◆ Alıştırma Hedefi:
Tasarruf yazısında yazar bu yazıda hangi konuları anlatmaya çalışacağını söylüyor? Hepsini sıralayın.

◆ Alıntılanan Metin:
-=-=-

İçeriğe geçmek için "Enter"a basın

Çok Biriktirmek Mi? Sıfırla Ölmek Mi?


Herkese selamlar.

Günümüzde tasarruf yapmak, finansal bağımsızlığa ulaşmak ve hayatımızı daha dengeli bir şekilde sürdürmek üzerine sayısız kaynak bulmak mümkün. Fakat asıl soru genellikle “Bunu günlük hayata nasıl uygulayabiliriz?” oluyor. Birikim yapmaya heveslenen, ancak nereden başlayacağını bilemeyen ya da fazlasıyla disiplinli olup yaşamın tadını çıkarmayı unutan pek çok kişiyle karşılaşıyoruz. Diğer yandan, “Sıfırla Ölmek” kavramı da hayatımıza giren yeni bir perspektif sunuyor: Bütün birikimlerinizi hayat sonuna kadar yığmak yerine, onları yaşam süreci içerisinde anlamlı deneyimlere ve gerçek mutluluğa dönüştürmek. Bill Perkins’in bu kitabını okumak gerçekten hayata bakış açımda radikal bir değişikliğe neden olmuştu.

Bu yazıda, tasarrufun doğru dengesini nasıl kurabileceğimiz, çok tasarruf yapmanın ne gibi riskler doğurabileceği, az tasarruf yapmanın hangi tuzaklara yol açabileceği ve finansal bağımsızlık kavramının nasıl hayata geçirilebileceğini anlatmaya çalışacağım. Öyleyse başlayalım.


1. Tasarrufun Psikolojisi: Neden Tasarruf Yapıyoruz?

İnsanlar tasarruf etmeye farklı nedenlerle yönelir. Kimimiz emeklilikte rahat etmek ister, kimimiz hayalini kurduğumuz bir iş kurmak için sermaye oluşturur, kimimiz ise sadece güvenlik hissiyatını güçlendirmek amacıyla kenara para koyarız. Buradaki kritik konu, tasarrufla ilgili içsel motivasyonunuzu ve amacınızı net olarak belirlemektir. Çünkü somut bir hedef olmadan yapılan tasarruf, çoğu zaman “niçin sıkıyorum?” sorusuna yanıt ararken insanı yıpratabilir.

-=-=-

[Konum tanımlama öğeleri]
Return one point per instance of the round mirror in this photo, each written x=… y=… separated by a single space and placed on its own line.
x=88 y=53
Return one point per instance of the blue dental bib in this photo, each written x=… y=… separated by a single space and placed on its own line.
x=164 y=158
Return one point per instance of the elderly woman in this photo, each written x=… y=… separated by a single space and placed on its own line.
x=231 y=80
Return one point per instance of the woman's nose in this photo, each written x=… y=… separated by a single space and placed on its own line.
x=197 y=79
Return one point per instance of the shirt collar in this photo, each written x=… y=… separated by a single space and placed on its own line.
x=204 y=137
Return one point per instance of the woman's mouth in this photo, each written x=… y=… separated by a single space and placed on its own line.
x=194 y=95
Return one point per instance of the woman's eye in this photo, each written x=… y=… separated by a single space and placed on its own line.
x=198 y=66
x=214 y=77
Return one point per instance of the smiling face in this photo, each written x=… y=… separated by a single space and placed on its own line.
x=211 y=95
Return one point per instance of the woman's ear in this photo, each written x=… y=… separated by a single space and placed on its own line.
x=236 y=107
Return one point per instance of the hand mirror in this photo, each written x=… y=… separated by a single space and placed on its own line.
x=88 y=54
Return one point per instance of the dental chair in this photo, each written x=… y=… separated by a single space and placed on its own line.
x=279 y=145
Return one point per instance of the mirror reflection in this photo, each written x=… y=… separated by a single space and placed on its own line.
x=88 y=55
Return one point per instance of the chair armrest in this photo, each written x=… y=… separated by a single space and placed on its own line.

-=-=-

◆ Görevin Cevabı:
- Tasarrufun doğru dengesini nasıl kurabileceğimiz
- Çok tasarruf yapmanın ne gibi riskler doğurabileceği
- Az tasarruf yapmanın hangi tuzaklara yol açabileceği
- Finansal bağımsızlık kavramının nasıl hayata geçirilebileceği